TEXT SEGMENT |
Tuesday, October 8, 2013

Pre-Halloween Cemetery Tour in Long Beach

Halloween's a big holiday for historical societies, and Long Beach is no exception.

On October 26, 2013 HSLB hosts their annual Cemetery Tour at the Municipal and Sunnyside Cemeteries, 1095 E. Willow.

Here's who you'll meet:

  • Ethel and Charles Haynes. In 1961, Charles became the first African American member of the Long Beach Board of Realtors. Ethel was an elementary school teacher. Together they helped integrate the city. 

  • Brother-sister Thomas and Kathleen Harnett whose parents came here from England in the late 1800's. Thomas owned a milling company; Kathleen a teacher.

  • Yaye Kurayama Takeshita was a "picture bride" married to a man she never met in a foreign land. Her two sons were WWII heroes and son Las Takeshita became a respected Japanese American leader in Long Beach. 

  • Elizabeth and Donald Wallace had Poly in their DNA! Generations of Wallaces were Poly grads. When the civil rights movement brought awareness and desire for change--change which threatened Poly. Liz and Don brought black and white parents together. 

  • William (left) and Betty Seal were born in Long Beach, both teachers, following in the footsteps of their families. Bill helped returning Vietnam vets get into college; Betty worked with Cambodian refugees to help them succeed in their new home town.  

  • Valentine and Maybell Leal were married in Long Beach in 1905. Together they raised three sons, watched friends fight for fair treatment, and Valentine joined Alianza,an early Latino fraternal organization. One son attended UCLA and was a noted language scholar. 

  • Coseboom Family-Clarence, Dora, and their son Walter Coseboom, in 1896, embroiled in the question, "Should Long Beach stay dry?" A rumpus and row ensued. And, what mischief was son Walter up to that night in the city storeroom? 

  • Dora Czerny was an elderly entrepreneur. After marriage and giving birth to ten children (most died) back East, she came to Long Beach alone, worked her way up from housekeeper to bathhouse owner and real estate developer. And then in 1907, she blew the whistle on the murder-by-poison of her best friend.

ALl, this, and a Dia de los Muertos exhibit as well.

Performances run from 9 am to 2:30 pm, and there are guided tours as well, at 9, 10, 11, and noon.

Tickets are $20, though there are discounts for HSLB members and students, and a hot dog lunch is included from 11:30 to 1:30.

ACTIVITY A |
In the cemetery tour post, what year did Charles Haynes become the first African American member of the Long Beach Board of Realtors?
ACTIVITY B |
Write out the part of the cemetery tour post that begins at the words "Pre-Halloween Cemetery Tour" and stops after the words "Kathleen a teacher.".

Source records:
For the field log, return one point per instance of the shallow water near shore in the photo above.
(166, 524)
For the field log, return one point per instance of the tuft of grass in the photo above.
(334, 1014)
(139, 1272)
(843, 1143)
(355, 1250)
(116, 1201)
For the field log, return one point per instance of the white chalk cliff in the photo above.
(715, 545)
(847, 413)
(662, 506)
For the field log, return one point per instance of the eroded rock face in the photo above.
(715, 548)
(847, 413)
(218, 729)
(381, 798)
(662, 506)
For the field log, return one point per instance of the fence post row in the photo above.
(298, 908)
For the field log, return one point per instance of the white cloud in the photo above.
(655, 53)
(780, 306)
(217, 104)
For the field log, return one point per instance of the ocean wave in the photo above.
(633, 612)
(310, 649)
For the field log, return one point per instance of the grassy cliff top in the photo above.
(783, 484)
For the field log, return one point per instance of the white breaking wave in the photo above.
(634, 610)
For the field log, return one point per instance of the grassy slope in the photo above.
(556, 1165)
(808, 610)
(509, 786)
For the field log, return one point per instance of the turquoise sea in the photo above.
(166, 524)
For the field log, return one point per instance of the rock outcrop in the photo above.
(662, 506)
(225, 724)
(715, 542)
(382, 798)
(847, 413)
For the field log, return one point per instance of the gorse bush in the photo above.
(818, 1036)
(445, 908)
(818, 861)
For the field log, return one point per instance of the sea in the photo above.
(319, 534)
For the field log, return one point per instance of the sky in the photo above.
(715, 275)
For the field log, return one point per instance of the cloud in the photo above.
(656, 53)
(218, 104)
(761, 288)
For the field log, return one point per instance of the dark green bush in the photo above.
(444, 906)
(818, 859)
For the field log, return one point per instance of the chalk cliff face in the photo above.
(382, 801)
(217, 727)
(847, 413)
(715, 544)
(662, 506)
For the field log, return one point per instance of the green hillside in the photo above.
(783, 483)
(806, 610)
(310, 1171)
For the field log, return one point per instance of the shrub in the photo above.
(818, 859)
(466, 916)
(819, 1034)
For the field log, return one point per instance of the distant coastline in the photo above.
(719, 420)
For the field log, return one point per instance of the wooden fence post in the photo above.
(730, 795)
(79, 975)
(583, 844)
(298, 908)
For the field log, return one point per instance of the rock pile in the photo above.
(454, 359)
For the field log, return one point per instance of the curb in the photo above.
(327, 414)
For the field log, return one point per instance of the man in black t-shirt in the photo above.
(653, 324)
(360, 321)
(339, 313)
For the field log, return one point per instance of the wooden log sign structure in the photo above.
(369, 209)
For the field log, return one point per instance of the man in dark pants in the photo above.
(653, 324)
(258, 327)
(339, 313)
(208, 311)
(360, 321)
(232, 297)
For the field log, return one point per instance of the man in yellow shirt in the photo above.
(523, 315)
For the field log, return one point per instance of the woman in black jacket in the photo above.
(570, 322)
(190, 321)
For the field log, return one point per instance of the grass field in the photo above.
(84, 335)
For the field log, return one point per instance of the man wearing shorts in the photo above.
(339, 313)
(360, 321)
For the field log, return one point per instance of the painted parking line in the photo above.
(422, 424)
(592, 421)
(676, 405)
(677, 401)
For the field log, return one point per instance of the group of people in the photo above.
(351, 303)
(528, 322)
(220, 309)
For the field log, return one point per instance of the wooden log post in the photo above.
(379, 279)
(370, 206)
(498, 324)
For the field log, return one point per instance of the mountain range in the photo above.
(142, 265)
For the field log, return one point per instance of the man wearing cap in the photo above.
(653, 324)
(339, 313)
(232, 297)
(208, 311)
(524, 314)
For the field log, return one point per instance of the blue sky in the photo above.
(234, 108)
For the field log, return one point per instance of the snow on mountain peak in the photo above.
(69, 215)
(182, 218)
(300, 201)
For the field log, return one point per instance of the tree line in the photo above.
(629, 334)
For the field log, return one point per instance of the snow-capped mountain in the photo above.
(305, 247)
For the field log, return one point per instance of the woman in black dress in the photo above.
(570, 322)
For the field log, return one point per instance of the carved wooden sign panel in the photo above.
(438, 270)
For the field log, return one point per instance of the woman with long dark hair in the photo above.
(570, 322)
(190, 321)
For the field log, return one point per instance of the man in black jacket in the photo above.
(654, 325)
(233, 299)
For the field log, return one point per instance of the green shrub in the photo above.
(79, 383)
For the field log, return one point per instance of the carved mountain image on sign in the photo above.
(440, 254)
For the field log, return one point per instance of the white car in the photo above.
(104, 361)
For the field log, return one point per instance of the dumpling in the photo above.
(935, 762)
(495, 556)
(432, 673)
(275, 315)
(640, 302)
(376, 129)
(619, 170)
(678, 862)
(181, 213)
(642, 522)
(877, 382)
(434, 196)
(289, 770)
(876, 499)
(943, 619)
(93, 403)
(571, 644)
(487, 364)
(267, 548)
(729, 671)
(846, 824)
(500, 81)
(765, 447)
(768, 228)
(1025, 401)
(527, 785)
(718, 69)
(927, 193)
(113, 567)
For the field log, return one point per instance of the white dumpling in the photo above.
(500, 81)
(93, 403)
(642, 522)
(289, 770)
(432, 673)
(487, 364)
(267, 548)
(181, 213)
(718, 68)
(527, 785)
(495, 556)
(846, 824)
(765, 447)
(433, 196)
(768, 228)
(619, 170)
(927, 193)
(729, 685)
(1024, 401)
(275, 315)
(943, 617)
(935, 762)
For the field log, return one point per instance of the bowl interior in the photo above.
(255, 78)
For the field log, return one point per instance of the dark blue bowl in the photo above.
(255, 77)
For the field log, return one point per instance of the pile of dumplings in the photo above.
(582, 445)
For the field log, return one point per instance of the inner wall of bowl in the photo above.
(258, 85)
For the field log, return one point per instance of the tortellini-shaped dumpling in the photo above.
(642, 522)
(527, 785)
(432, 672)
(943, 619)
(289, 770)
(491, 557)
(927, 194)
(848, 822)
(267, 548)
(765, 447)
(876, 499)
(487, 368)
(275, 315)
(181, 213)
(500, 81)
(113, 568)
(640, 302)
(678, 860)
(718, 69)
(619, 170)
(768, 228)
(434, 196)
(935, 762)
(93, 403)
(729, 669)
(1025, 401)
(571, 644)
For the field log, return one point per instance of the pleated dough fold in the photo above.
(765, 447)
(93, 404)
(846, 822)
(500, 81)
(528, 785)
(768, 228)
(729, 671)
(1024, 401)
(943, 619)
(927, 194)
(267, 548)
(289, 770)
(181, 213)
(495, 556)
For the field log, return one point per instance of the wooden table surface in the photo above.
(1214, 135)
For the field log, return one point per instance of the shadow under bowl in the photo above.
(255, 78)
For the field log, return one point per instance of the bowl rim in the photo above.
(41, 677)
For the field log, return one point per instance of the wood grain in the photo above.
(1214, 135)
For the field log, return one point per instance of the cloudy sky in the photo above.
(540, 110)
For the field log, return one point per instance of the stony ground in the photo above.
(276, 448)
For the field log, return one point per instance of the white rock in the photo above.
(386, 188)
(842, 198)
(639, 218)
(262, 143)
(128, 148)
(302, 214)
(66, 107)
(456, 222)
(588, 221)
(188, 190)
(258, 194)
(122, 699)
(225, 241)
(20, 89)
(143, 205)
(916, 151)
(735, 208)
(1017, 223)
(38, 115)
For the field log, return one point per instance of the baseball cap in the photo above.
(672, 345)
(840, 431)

EXERCISE SOLUTION A |
1961

EXERCISE SOLUTION B |
Pre-Halloween Cemetery Tour in Long Beach

Halloween's a big holiday for historical societies, and Long Beach is no exception.

On October 26, 2013 HSLB hosts their annual Cemetery Tour at the Municipal and Sunnyside Cemeteries, 1095 E. Willow.

Here's who you'll meet:

  • Ethel and Charles Haynes. In 1961, Charles became the first African American member of the Long Beach Board of Realtors. Ethel was an elementary school teacher. Together they helped integrate the city. 

  • Brother-sister Thomas and Kathleen Harnett whose parents came here from England in the late 1800's. Thomas owned a milling company; Kathleen a teacher.